Records from a collection
= = =

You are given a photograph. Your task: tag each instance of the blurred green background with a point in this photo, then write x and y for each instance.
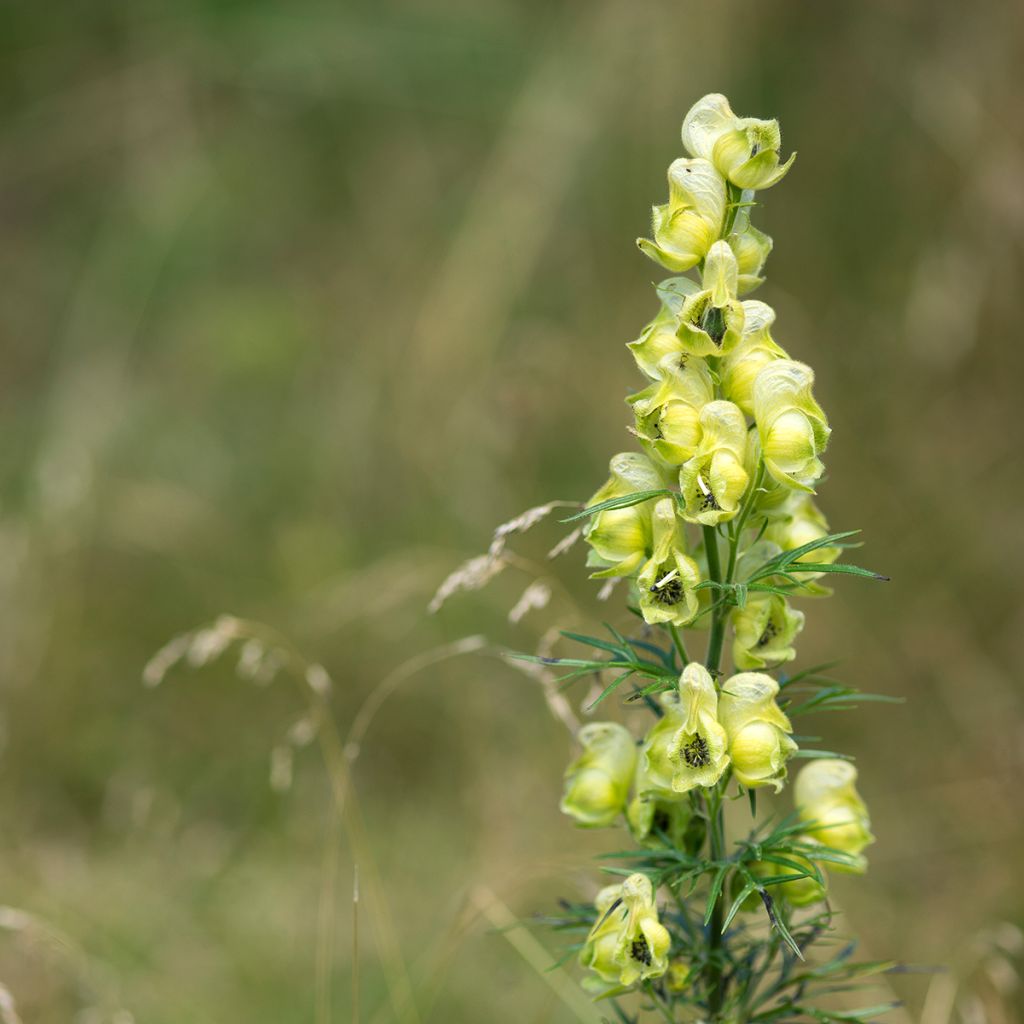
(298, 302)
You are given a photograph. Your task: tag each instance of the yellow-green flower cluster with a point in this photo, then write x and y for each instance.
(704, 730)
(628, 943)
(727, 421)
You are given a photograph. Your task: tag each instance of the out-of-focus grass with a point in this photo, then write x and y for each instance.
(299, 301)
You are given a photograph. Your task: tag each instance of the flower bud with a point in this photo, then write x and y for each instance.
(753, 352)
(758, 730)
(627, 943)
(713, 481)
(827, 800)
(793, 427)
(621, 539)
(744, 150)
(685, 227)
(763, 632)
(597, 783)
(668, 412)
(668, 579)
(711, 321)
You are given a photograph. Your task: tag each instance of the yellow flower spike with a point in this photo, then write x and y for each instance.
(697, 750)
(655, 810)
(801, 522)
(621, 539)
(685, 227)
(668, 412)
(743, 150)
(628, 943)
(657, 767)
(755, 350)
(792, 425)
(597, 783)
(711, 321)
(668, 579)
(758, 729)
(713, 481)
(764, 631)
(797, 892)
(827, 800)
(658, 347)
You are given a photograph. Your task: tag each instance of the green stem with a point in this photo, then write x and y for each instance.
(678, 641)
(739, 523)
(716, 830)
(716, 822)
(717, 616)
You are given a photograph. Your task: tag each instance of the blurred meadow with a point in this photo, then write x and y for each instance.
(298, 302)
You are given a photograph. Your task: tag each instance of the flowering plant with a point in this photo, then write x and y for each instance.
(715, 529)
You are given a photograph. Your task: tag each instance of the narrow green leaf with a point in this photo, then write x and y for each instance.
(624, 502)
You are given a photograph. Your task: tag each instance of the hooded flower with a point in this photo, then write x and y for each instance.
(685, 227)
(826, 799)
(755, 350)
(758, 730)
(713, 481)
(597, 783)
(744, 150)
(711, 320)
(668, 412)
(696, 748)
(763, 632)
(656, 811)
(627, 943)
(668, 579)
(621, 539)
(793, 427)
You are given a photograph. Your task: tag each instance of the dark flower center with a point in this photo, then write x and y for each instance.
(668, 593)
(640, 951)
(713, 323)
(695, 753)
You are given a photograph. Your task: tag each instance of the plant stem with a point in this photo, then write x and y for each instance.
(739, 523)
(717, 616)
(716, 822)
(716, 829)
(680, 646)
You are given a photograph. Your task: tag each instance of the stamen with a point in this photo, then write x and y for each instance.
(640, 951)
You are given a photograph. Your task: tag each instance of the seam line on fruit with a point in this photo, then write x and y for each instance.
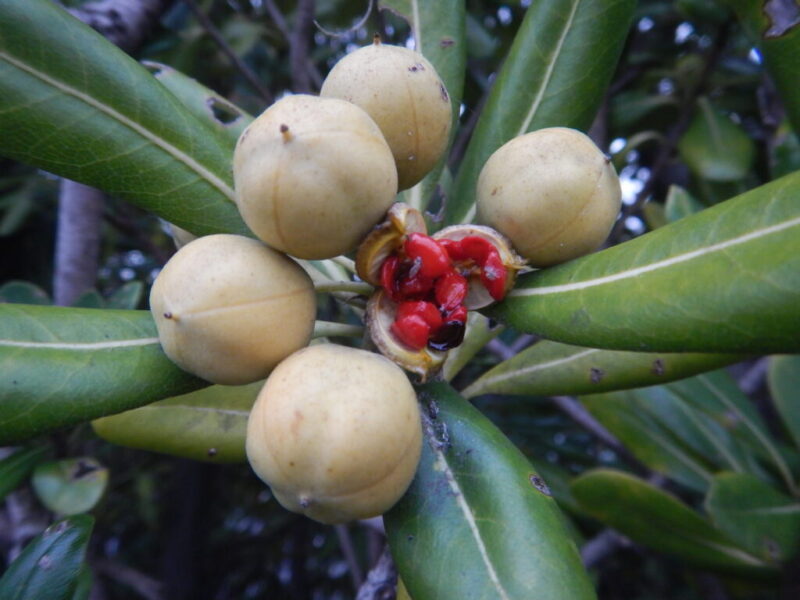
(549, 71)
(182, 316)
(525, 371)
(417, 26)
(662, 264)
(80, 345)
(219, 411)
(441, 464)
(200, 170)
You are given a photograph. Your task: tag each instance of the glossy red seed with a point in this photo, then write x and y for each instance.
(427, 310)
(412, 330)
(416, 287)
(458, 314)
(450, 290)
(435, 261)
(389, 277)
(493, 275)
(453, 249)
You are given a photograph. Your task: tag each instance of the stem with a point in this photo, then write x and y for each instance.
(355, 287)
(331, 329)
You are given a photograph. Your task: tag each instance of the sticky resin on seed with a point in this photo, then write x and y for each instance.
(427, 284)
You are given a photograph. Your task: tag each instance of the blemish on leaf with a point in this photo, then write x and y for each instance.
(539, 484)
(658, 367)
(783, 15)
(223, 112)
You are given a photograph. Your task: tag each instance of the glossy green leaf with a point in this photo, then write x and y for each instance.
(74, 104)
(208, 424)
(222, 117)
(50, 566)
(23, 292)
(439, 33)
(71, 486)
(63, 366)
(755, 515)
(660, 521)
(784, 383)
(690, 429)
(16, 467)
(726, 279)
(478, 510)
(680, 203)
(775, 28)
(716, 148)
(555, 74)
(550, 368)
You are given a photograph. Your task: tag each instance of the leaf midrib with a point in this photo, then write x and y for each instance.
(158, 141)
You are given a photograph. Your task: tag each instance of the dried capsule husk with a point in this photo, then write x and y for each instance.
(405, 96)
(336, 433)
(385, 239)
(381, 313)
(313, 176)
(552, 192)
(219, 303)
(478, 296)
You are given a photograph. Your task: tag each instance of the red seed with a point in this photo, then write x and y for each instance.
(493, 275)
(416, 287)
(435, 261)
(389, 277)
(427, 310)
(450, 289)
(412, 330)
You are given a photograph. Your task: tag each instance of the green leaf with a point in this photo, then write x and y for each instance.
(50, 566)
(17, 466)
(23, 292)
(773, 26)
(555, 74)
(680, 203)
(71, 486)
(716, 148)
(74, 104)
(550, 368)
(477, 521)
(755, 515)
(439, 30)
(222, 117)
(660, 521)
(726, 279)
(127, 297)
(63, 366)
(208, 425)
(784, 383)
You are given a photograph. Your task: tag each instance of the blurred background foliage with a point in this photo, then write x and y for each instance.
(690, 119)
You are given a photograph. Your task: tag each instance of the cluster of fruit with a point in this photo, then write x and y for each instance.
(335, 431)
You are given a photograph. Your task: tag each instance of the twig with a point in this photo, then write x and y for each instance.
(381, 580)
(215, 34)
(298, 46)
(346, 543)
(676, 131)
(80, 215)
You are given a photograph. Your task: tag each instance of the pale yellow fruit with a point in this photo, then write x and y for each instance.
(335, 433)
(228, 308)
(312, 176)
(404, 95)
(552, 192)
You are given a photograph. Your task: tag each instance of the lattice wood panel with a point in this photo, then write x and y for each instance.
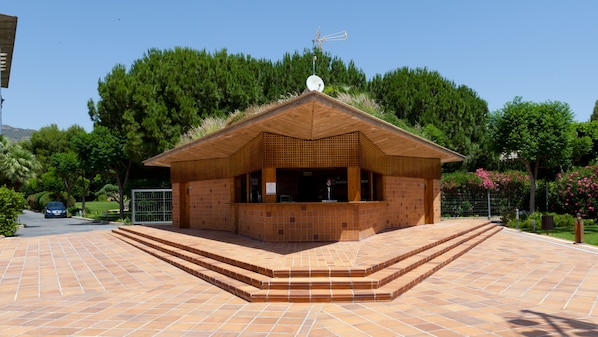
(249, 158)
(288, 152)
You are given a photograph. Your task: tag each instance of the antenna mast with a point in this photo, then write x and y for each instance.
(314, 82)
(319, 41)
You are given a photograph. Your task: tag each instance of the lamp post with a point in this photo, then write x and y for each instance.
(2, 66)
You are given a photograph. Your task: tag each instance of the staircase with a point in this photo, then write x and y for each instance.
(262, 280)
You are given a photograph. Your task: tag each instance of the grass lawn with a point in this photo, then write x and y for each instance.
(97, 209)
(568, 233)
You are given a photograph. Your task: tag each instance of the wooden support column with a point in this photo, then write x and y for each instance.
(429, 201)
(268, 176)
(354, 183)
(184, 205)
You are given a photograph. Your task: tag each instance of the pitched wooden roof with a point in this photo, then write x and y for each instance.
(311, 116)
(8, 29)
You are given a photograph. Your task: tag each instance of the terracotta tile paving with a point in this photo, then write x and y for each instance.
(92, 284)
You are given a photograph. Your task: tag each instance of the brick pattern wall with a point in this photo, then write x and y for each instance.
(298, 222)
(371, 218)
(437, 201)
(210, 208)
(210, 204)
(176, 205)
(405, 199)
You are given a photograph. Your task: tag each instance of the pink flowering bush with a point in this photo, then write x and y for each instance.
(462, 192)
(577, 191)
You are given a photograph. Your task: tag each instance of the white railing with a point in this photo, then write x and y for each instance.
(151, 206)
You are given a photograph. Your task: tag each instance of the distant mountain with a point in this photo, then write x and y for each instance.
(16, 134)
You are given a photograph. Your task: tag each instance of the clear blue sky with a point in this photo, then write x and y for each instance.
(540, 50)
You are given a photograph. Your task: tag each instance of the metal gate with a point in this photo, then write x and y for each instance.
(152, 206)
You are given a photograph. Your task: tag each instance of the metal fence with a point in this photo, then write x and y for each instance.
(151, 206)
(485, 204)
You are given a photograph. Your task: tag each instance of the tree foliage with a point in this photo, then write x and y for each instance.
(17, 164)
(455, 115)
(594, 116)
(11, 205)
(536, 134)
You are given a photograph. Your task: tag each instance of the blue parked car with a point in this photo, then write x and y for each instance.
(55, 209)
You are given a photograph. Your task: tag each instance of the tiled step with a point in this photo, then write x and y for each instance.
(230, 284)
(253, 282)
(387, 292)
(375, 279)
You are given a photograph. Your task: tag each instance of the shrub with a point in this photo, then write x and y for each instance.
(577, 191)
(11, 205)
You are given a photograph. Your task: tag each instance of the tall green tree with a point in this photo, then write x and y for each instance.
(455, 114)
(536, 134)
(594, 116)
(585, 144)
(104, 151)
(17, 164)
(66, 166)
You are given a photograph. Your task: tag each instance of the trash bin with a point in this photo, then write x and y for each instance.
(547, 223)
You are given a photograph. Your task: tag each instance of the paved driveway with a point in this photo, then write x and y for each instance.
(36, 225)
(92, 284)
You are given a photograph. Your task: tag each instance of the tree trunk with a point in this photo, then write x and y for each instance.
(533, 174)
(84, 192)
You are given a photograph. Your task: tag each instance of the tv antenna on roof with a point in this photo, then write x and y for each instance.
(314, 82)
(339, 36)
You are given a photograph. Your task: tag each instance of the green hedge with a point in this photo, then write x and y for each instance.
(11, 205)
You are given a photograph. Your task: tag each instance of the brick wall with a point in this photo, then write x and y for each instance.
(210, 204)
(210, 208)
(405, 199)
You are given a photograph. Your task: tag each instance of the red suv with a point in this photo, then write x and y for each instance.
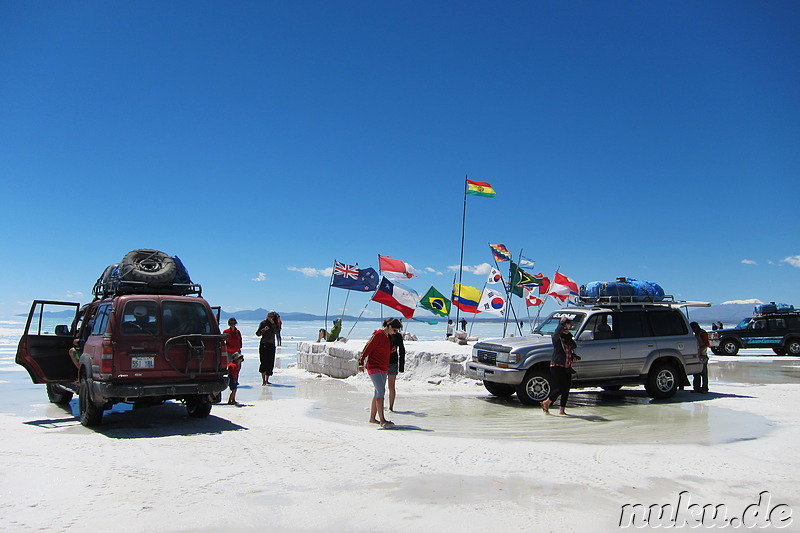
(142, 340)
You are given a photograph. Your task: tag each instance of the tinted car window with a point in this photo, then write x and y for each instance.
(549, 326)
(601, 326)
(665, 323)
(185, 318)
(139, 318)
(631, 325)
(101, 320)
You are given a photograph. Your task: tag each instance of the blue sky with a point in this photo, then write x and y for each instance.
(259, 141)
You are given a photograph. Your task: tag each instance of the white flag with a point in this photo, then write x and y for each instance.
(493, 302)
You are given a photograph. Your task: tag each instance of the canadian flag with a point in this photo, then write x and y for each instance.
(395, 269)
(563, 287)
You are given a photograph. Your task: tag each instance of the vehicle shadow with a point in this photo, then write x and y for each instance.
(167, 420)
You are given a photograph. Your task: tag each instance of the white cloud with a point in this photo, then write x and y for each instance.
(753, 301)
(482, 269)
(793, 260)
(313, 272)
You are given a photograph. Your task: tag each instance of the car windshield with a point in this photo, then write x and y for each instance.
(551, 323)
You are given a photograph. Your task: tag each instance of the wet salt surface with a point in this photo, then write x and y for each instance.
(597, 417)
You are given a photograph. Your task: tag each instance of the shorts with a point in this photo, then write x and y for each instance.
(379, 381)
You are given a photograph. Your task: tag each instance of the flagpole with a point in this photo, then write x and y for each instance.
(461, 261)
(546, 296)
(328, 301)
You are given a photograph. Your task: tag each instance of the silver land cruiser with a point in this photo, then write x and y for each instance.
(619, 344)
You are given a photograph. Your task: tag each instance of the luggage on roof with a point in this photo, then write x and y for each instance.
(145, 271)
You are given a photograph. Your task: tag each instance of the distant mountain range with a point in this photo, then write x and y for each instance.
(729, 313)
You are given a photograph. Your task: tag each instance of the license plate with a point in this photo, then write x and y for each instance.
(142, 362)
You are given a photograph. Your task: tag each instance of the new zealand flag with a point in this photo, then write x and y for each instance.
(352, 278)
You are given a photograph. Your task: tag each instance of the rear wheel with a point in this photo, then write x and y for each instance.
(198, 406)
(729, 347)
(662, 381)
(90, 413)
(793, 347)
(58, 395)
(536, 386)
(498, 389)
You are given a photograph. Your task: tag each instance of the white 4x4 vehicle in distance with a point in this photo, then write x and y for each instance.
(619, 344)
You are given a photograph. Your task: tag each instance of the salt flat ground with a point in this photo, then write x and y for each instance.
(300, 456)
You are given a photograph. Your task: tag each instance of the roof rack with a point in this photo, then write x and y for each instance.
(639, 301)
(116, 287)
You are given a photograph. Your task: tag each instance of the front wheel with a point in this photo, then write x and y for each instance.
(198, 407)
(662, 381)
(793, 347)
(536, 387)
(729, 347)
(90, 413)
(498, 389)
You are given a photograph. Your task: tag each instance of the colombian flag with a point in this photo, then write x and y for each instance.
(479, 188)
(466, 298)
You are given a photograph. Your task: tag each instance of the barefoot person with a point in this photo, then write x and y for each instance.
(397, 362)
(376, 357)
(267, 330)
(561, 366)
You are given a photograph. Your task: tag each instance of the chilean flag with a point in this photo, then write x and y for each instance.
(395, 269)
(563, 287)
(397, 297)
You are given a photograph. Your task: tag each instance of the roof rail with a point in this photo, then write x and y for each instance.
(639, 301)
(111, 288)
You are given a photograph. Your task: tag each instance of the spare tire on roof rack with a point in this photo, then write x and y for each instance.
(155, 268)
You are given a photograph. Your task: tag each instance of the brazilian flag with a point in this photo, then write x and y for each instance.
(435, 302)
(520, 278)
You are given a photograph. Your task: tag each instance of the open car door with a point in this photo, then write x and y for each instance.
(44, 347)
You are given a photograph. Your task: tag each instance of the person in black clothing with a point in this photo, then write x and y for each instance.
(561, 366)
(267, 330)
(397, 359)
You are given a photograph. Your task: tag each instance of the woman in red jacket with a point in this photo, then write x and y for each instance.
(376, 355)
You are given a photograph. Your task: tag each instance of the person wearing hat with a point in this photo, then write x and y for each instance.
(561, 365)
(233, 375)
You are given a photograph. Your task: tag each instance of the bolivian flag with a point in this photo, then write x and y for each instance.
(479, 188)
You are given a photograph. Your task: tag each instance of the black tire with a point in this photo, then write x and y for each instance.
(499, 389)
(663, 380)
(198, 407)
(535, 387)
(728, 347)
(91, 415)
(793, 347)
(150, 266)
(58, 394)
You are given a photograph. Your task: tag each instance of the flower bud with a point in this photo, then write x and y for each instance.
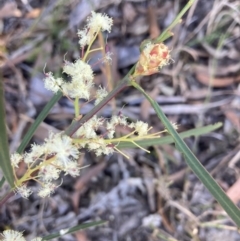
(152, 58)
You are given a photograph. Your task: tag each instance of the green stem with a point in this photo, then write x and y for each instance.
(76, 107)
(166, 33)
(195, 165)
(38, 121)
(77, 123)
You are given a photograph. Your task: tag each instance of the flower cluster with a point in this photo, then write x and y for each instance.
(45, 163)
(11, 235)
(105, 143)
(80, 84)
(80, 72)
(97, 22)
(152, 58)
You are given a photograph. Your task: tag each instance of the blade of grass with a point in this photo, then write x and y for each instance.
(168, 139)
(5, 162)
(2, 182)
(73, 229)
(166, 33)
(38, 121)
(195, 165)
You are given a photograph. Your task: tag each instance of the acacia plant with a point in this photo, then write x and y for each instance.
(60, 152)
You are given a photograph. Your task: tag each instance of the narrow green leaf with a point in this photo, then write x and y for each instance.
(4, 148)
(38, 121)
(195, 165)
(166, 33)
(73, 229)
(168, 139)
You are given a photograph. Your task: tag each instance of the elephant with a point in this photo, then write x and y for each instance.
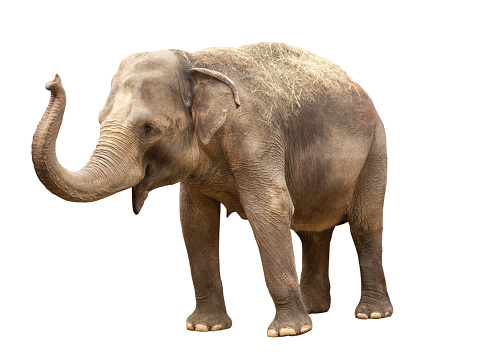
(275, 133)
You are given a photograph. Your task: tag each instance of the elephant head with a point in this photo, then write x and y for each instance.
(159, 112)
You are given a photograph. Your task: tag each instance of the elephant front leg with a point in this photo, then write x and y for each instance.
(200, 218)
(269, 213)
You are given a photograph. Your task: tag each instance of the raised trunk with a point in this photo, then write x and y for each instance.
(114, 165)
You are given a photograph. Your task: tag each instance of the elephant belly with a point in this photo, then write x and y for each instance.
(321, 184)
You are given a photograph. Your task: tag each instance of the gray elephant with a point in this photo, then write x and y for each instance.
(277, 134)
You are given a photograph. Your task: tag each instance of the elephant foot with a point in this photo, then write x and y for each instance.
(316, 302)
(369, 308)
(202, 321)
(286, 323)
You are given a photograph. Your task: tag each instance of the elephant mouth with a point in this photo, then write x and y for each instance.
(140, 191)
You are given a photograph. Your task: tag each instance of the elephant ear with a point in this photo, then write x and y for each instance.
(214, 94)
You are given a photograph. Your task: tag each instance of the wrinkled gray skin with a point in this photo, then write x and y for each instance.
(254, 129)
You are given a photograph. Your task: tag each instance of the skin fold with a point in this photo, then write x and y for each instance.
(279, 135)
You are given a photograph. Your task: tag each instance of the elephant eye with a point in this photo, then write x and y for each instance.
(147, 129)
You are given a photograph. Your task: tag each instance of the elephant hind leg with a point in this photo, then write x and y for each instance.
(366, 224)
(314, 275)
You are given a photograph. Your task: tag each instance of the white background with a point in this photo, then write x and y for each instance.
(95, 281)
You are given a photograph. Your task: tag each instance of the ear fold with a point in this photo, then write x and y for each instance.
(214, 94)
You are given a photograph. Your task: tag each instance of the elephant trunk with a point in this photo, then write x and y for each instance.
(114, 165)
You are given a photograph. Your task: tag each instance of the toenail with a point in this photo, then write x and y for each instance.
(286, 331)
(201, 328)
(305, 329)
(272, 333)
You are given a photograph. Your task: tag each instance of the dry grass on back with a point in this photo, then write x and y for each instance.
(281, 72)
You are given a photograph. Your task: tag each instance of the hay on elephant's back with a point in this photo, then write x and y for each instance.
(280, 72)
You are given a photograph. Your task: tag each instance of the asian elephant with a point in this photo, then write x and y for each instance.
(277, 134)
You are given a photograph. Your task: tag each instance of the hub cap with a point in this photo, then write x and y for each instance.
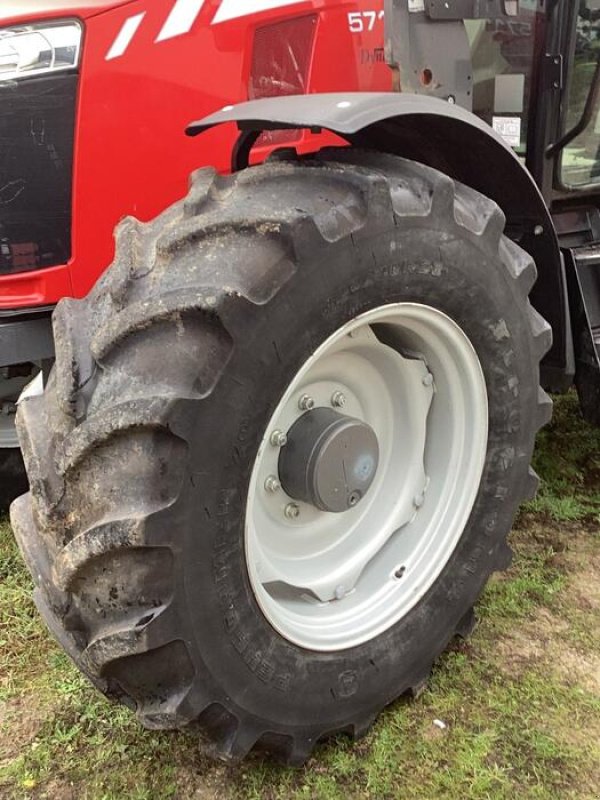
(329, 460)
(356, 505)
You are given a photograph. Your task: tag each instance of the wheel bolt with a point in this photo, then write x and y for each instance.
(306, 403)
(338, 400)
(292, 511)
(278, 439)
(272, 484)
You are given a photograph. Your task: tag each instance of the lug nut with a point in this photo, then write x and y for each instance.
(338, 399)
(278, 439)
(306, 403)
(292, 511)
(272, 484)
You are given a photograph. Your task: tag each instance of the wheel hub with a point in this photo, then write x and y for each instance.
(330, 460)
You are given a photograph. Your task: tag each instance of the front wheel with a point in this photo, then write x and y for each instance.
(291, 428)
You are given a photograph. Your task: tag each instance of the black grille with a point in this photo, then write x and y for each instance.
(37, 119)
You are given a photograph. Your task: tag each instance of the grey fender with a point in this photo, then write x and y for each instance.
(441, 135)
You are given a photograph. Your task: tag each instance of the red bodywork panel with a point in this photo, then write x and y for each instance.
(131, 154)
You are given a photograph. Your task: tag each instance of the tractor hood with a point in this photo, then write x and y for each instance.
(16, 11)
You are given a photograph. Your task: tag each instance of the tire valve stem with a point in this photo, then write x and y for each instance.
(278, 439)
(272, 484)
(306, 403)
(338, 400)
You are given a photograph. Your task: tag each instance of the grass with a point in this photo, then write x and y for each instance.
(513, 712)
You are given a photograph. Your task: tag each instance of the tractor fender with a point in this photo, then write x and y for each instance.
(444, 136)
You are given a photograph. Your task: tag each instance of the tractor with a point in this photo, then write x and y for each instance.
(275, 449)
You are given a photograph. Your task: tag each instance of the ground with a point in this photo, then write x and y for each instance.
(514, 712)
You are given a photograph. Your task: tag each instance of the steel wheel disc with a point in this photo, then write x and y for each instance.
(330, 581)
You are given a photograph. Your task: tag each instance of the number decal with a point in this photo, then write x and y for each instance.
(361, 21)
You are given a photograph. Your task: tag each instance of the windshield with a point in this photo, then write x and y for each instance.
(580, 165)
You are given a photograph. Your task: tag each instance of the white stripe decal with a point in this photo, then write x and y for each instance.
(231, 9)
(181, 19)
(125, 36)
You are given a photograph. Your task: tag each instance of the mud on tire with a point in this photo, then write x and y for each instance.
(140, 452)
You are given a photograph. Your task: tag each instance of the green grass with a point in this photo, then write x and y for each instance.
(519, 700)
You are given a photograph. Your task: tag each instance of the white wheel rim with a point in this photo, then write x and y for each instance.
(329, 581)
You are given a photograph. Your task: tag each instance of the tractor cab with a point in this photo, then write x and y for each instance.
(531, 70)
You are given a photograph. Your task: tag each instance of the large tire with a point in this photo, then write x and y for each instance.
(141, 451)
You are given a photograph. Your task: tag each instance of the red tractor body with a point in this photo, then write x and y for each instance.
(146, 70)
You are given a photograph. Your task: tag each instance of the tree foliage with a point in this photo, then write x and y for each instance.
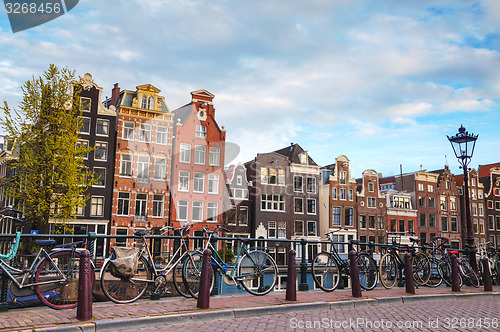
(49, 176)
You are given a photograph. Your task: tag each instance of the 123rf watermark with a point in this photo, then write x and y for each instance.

= = =

» **Set task**: Starting at the line that contains "mud on tire", write out every line through the end of the entries, both ends included, without any pictures.

» **Response**:
You are given a photograph. Your task: tag each instance of the mud on tire with a point in this photo, then write x and y for each instance.
(140, 452)
You are given a photograph. Your task: tag each instance of the green grass with a point in this photo, then write x and y for each instance.
(519, 700)
You are given a photograph. Your task: tag each instance of the white wheel rim with a point in this photo, then write x and y for each instance.
(329, 581)
You are given a photograph. Your task: tag each instance of the tractor cab with a point in this photo, then write x and y for each instance.
(531, 70)
You are given a photograph. Your task: tag each instance of the large tire with a point in this photo, then write x and y for each instance.
(141, 451)
You are given a photograph. Your task: tag each instance of the red tractor body with a point in this photo, then write x and y for each instance.
(146, 70)
You are given a photograph. Your task: tag each instance of the tree foliage with a point in this photo, then write x and y for each instance.
(49, 176)
You are given a photograph. Your task: tag each instance of the 123rf watermark with a point in this photo, then write x and y for each instance.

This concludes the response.